-- start INFORMATION GIVEN --

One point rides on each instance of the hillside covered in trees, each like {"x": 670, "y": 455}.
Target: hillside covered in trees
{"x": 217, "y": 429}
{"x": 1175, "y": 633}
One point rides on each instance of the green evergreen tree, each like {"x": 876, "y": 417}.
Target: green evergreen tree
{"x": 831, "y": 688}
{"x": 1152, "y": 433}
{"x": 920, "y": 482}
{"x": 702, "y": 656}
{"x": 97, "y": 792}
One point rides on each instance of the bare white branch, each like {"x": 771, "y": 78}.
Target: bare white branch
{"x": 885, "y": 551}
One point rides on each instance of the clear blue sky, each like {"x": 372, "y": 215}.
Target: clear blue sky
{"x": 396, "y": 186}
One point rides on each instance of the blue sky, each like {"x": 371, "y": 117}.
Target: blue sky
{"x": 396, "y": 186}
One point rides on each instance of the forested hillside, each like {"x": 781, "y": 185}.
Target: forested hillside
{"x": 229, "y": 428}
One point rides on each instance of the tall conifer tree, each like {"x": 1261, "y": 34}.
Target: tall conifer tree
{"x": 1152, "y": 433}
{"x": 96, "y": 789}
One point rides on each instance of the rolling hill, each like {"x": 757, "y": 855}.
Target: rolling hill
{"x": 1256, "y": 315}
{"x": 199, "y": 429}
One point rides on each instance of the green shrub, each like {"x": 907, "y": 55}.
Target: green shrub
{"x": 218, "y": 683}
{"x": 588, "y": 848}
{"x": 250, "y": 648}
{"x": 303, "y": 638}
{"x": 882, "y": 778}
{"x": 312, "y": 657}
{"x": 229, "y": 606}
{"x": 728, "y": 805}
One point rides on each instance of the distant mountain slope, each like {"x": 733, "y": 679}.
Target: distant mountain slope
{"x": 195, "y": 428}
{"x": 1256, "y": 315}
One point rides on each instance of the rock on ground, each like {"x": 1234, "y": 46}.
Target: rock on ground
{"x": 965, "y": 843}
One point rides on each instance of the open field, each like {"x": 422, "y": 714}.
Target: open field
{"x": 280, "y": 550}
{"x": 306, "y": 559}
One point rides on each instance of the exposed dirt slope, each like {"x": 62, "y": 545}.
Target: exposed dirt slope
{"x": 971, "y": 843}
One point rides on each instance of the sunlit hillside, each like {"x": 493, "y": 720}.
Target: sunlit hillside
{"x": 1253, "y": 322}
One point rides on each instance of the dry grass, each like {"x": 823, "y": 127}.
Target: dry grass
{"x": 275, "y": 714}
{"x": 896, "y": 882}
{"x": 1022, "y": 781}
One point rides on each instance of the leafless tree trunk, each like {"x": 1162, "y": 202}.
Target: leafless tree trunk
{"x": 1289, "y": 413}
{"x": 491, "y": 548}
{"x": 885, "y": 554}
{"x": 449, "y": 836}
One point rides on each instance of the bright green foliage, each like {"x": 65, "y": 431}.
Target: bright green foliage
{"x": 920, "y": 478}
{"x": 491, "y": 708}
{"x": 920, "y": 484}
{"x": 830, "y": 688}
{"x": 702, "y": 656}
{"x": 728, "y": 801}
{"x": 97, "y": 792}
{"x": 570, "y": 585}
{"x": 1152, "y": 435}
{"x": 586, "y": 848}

-- end INFORMATION GIVEN --

**SET EXERCISE:**
Reproduce the rows from the line containing "One point rides on each instance of the bright" through the final row, both included. Keep the request lines unchanged, but multiply every answer coordinate by 2.25 and round the result to a whole number, with halves rounding up.

**THE ANSWER:**
One point rides on each instance of the bright green foliage, each like {"x": 65, "y": 431}.
Target: bright green foliage
{"x": 2070, "y": 1076}
{"x": 1105, "y": 1593}
{"x": 2070, "y": 1089}
{"x": 1868, "y": 1548}
{"x": 1580, "y": 1476}
{"x": 1638, "y": 1802}
{"x": 218, "y": 1782}
{"x": 1283, "y": 1316}
{"x": 2592, "y": 979}
{"x": 1319, "y": 1908}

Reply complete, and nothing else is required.